[Rows in a dataset]
-*-*-
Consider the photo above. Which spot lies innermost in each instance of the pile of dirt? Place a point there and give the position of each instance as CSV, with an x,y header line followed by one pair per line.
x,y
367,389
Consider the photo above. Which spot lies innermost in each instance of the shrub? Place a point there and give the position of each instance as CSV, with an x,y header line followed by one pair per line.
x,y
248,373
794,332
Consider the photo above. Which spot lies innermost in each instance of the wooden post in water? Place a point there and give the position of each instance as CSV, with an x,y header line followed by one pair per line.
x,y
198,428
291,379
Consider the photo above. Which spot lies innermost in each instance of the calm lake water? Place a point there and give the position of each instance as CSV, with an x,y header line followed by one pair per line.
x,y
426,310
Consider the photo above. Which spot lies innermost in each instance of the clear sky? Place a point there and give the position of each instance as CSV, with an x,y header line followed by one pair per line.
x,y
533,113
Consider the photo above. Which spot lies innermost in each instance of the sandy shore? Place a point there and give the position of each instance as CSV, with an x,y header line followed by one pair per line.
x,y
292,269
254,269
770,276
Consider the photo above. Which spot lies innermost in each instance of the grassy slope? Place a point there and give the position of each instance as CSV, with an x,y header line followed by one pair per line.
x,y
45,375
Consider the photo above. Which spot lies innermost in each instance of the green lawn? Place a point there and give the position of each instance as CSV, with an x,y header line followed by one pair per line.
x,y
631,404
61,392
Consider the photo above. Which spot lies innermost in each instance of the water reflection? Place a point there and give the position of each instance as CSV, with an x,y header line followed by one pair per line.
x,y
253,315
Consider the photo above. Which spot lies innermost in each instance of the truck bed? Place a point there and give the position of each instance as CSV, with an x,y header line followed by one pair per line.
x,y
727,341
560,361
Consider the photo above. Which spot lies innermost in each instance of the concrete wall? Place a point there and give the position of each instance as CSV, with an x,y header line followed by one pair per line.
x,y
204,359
-*-*-
WHAT THIS TASK INVOLVES:
Please rewrite everything from the line containing "of the truck" down through the last of the rows, requests included, shifting each coordinate in the answers up by 117. Give only those lines.

FINISHED TASK:
Consider the photo above. Which spot lies innermost in each instance of the truck bed? Place a point there and give the position of each instance as CSV, with an x,y header line followed by one pair per line.
x,y
844,458
677,478
Consider the photo above. Which spot lies innermost in each instance of the concrete wall? Place a point there and give the position of each instance as CSV, with an x,y header line followed by one pair per line.
x,y
321,476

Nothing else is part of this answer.